-- Start of Quoted text --

Snakemake is more or less an extremely glorified Makefile system (yeah ok I understand it’s more than that; don’t @ me) with lots of features that make it a good tool for scientific workflows in particular. I was originally drawn to it because it is more HPC cluster friendly than most of the other similar tools, but it also has good support for designing reproducible workflows. Today I shared a visualization of my pipeline workflow that was automatically generated by Snakemake. You can see a screenshot above and a rendered version of this interactive visualization here. This is fun (and useful!) because it shows the relationships between different scripts (nodes in the above network) that were executed to generate data products (represented by the connections between nodes). If you have scripts that generate figures, you can also include those in this visualization (try clicking on the sections in the sidebar).

The group asked about support for versioning workflows and including development versions of dependencies. The former is pretty well supported in some cases; for example, if you want to generate results for a range of different parameters for a particular script that is fairly straightforward. On the other hand, I’ve really struggled to construct a good workflow where one of the dependencies is a library that you’re developing in parallel. It might be possible, for example, to include installing your package as a node in your workflow, but I’ve found that that can end up causing you to re-run steps that were unnecessary.

There is some overhead to getting started with this toolset, but if you’re trying to orchestrate a set of analysis scripts with interdependencies, I think that Snakemake could be a good fit. The code for this project is (naturally) on GitHub at one-datum/pipeline so feel free to check it out!

-- End of Quoted text --
-- Start of Supplied material --

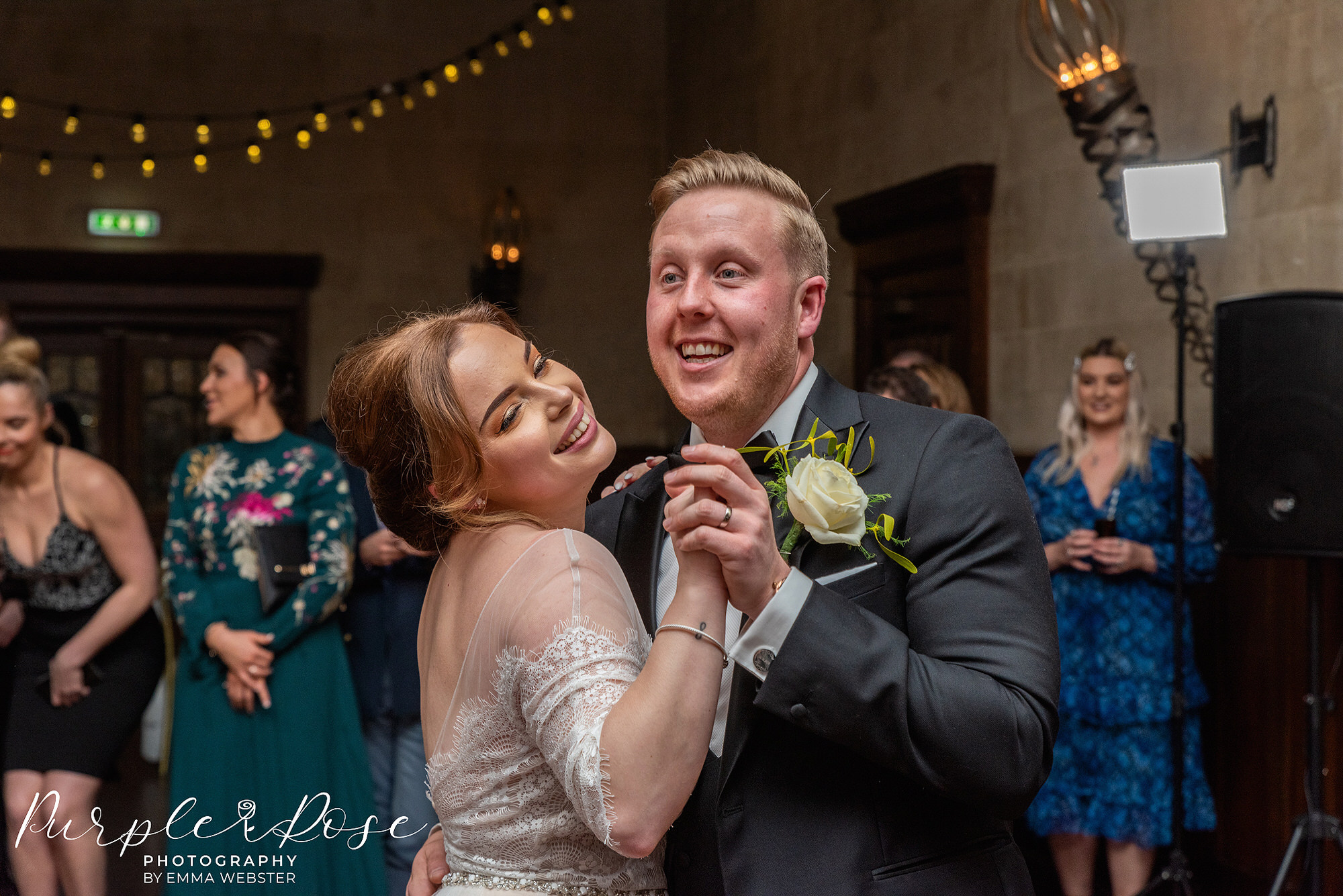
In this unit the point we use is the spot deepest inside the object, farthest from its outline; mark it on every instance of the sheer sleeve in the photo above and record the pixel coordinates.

-- End of Supplied material --

Set of tasks:
**A)** Answer these questions about the Snakemake passage:
(i) What made Snakemake appealing to the writer at first?
(ii) What two things did the group ask about?
(iii) Where does the project's code live?
**B)** Quote everything in the Snakemake passage from "The group asked" down to "that were unnecessary.".

Full answers:
**A)**
(i) It is more HPC cluster friendly than most of the other similar tools.
(ii) Support for versioning workflows and for including development versions of dependencies.
(iii) On GitHub at one-datum/pipeline.

**B)**
The group asked about support for versioning workflows and including development versions of dependencies. The former is pretty well supported in some cases; for example, if you want to generate results for a range of different parameters for a particular script that is fairly straightforward. On the other hand, I’ve really struggled to construct a good workflow where one of the dependencies is a library that you’re developing in parallel. It might be possible, for example, to include installing your package as a node in your workflow, but I’ve found that that can end up causing you to re-run steps that were unnecessary.